## Task statement
Could you rewrite the virus solubility text between "The expected fraction" and "5 in the SI.", inclusive, with "bulk" changed to "total"?

======== Text ========

The first term represents the contribution of the N_sθ_s adsorbed Mg²⁺ cations per virus and the second term represents the solution entropy of the virus. C_s is the solubility of the virus at a given MgCl₂ concentration (in units of volume fraction) and C_s,o is a scaling parameter to set the solubility of the virus with no added MgCl₂ (the reference state). Similar expression for the chemical potential of the virus in the crystal state is given by

$${\mu }_{\text{crystal}}=0.5f_p{N}_s{\theta }_b\mu +\left(1-f_p\right)N_s{\theta }_{nb}\mu$$ (10)

where f_p is the fraction of virus surface that participates in bridging interaction. In the last expression we neglected the entropy term of the crystal state. The factor of 0.5 accounts for the fact that each bridging ion interacts with two adjacent virus particles. At equilibrium μ_soluble = μ_crystal and the expression for the solubility is given by

$$C_s=C_{s,o}\text{exp}\left(\mu \text{Δ}{N}_{{\text{Mg}}^{2+}}\right)$$ (11)

where $\text{Δ}{N}_{{\text{Mg}}^{2+}}$ is the difference in the number of adsorbed Mg²⁺ cations per virus between the crystal and the soluble states that is equal to

$$\text{Δ}{N}_{{\text{Mg}}^{2+}}=N_s\left[0.5f_p{\theta }_b+\left(1-f_p\right){\theta }_{nb}-{\theta }_s\right]$$ (12)

The expected fraction of soluble virus as a function of the concentration of the bulk MgCl₂ can then be derived by the supersaturation condition ${\chi }_s=\frac{C_s}{C_{tot}}$ where the value of χ_s is between 0 and 1. Eq. 12 was plotted in Figure S10 and discussed in Sec. 5 in the SI.

Estimating the values of model parameters

To compare the prediction of the model with the experimental result one needs to estimate the values of the parameters. We set the interaction surface area per contact between two virus particles to be equal to the outer surface area of one pentamer. Therefore, f_p, the surface fraction for the bridging interaction, was set to $\raisebox{1ex}{$8$}\!\left/ \!\raisebox{-1ex}{$72$}\right.$ for the BCC lattice. The number of potential binding sites per pentamer was estimated by the number of the acidic residues (Asp and Glu) that are found on the outer surface of a pentamer and are accessible for interaction with adjacent pentamer. We estimated this number from the crystal structure of the VP1 pentamer (1SVA). The number of acidic resides was found using PvMol software⁵⁷ and for estimating the protonation state we used H ++ server.⁶⁴ From the crystal structure there are 3 or 4 acidic residues per monomer that are accessible for the interaction. The calculated pKa vales were between 0.74 and 3.38. Therefore, the number of available binding sites per pentamer, N, was estimated to be between 15 and 20. The solid curves in Figure 3 were obtained with N = 20. The results, however, did not change considerably when N was 15. The reference state, C_s,0, was set to 0.68 which is the volume fraction of spheres that form a BCC lattice geometry.⁶⁵ The initial virus volume fraction was estimated by the following equation

$$C_{tot}=\frac{C_{VP1}}{{10}^3{M}_{w,VP1}}{N}_{av}\frac{1}{5\times 72}{V}_{SV40}$$ (13)

======== Extracted data ========

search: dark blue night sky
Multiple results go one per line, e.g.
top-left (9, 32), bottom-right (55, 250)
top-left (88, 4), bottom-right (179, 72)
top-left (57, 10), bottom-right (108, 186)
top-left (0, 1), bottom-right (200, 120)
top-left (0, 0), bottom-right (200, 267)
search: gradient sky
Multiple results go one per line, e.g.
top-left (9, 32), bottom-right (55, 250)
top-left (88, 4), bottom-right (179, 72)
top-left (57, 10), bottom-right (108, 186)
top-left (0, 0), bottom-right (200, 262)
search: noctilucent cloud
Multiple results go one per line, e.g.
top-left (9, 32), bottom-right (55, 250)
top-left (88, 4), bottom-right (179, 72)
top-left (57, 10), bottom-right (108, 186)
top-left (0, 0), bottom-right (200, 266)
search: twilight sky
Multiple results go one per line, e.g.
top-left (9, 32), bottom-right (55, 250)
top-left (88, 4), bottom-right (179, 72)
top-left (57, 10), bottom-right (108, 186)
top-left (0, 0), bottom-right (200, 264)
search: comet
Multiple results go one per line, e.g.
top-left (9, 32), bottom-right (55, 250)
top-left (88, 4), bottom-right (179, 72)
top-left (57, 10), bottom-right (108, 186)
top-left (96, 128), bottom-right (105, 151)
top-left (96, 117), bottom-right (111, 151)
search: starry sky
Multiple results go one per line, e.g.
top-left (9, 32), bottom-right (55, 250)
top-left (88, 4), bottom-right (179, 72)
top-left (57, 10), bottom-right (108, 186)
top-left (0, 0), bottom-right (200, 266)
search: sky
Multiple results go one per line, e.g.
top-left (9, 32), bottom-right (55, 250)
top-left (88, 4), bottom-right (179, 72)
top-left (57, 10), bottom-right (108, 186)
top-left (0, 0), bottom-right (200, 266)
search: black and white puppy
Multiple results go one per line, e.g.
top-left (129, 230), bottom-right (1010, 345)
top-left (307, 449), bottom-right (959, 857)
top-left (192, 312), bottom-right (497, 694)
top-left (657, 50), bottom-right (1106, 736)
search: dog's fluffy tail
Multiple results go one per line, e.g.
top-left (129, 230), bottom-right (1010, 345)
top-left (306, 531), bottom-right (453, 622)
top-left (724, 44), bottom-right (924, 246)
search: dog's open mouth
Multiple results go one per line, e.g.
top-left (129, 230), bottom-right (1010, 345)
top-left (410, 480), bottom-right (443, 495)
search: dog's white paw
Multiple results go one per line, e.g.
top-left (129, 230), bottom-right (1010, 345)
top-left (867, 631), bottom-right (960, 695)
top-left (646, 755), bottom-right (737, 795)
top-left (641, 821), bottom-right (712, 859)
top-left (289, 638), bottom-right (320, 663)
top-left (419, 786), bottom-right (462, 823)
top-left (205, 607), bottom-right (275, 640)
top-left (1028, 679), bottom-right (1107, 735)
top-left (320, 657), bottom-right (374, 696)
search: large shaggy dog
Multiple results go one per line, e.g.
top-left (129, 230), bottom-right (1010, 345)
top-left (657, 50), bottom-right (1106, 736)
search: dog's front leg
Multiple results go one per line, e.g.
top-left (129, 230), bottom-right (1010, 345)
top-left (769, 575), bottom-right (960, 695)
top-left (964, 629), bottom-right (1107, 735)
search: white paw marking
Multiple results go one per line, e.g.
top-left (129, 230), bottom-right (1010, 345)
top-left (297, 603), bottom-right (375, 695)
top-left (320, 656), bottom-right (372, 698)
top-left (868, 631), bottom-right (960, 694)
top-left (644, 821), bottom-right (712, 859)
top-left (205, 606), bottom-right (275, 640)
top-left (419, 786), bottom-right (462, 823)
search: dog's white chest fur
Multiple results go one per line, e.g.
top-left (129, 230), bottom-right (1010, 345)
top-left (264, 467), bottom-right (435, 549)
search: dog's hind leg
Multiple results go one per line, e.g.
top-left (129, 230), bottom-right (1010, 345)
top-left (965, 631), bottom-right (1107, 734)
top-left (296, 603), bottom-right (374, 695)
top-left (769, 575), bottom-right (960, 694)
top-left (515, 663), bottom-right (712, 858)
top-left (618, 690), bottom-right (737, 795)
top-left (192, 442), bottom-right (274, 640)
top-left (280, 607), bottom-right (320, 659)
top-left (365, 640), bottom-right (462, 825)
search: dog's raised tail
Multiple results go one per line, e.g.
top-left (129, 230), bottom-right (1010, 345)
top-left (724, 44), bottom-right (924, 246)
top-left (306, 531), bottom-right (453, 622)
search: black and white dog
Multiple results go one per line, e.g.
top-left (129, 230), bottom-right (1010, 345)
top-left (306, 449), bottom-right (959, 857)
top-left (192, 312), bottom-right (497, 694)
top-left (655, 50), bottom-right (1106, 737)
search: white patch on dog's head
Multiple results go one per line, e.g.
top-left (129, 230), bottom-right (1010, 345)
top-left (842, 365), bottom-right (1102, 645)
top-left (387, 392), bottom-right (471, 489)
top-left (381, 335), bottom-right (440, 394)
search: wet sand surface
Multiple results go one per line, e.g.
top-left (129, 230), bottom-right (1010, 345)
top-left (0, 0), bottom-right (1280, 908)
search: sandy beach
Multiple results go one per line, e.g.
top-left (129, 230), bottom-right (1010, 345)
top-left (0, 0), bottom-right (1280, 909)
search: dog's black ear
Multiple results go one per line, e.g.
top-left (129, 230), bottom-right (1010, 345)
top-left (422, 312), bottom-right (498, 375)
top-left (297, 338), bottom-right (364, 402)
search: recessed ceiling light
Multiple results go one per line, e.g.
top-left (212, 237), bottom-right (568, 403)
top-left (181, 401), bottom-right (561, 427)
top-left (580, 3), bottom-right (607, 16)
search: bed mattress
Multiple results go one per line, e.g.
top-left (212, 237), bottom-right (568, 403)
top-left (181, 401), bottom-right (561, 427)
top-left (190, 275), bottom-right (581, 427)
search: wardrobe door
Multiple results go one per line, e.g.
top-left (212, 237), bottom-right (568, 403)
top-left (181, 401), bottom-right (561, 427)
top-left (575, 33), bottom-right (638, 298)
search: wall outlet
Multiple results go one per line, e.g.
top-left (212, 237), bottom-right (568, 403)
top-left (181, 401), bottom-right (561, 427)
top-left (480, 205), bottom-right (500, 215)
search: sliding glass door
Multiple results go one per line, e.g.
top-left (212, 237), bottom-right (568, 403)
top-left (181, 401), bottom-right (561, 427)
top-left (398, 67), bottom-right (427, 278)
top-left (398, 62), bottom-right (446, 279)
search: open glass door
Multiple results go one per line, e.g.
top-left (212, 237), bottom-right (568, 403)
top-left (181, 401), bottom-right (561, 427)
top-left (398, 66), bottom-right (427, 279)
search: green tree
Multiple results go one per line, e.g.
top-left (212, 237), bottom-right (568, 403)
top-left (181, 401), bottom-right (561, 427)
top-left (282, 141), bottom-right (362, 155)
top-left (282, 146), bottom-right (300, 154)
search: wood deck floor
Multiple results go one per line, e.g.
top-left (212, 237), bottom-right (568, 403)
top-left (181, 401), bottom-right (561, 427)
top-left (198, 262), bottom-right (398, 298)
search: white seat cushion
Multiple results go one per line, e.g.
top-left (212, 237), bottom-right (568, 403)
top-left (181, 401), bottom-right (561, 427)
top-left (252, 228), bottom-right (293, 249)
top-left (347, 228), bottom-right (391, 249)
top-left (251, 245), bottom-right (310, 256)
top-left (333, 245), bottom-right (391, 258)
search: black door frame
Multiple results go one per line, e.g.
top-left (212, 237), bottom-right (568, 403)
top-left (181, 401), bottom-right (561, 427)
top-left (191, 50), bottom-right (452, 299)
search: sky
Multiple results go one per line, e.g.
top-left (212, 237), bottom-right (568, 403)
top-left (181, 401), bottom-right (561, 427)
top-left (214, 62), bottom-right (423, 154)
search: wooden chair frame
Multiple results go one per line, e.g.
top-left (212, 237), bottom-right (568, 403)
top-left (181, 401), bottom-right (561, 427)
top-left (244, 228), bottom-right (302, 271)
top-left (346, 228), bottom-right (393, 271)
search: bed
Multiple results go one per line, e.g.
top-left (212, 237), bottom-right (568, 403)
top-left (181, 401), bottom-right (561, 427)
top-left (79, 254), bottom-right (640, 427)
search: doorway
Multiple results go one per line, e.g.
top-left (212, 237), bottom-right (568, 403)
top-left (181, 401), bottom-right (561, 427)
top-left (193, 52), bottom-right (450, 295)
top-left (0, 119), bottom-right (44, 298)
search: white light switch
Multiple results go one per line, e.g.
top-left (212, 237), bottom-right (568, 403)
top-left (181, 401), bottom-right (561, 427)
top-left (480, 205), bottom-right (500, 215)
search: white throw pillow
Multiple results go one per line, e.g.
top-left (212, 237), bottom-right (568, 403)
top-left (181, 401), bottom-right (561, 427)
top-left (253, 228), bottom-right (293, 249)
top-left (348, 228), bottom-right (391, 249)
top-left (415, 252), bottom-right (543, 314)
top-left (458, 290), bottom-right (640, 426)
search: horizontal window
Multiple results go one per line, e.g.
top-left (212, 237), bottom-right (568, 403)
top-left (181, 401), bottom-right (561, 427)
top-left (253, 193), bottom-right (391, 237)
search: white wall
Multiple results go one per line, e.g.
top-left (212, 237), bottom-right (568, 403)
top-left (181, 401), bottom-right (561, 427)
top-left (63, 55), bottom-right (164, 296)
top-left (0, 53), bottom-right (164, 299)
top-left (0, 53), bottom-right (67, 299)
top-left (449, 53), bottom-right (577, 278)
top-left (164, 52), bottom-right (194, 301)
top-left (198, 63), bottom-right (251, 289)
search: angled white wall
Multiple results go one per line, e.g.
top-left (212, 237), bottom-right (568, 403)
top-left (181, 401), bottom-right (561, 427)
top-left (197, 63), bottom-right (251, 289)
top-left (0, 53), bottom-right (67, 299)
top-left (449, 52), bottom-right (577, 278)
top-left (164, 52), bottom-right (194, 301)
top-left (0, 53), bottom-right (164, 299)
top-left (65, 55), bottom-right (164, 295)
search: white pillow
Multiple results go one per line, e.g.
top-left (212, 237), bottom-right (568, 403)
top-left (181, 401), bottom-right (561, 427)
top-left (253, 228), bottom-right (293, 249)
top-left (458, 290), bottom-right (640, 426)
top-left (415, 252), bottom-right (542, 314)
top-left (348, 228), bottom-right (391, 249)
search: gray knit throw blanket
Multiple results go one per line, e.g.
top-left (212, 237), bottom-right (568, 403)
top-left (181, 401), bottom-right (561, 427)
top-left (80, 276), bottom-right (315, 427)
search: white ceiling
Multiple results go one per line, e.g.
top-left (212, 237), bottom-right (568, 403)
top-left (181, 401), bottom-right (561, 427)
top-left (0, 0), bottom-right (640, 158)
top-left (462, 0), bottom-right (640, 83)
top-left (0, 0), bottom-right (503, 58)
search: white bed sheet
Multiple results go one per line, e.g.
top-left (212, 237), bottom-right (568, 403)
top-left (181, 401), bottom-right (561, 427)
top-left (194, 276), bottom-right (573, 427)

========

## Answer section
The expected fraction of soluble virus as a function of the concentration of the total MgCl₂ can then be derived by the supersaturation condition ${\chi }_s=\frac{C_s}{C_{tot}}$ where the value of χ_s is between 0 and 1. Eq. 12 was plotted in Figure S10 and discussed in Sec. 5 in the SI.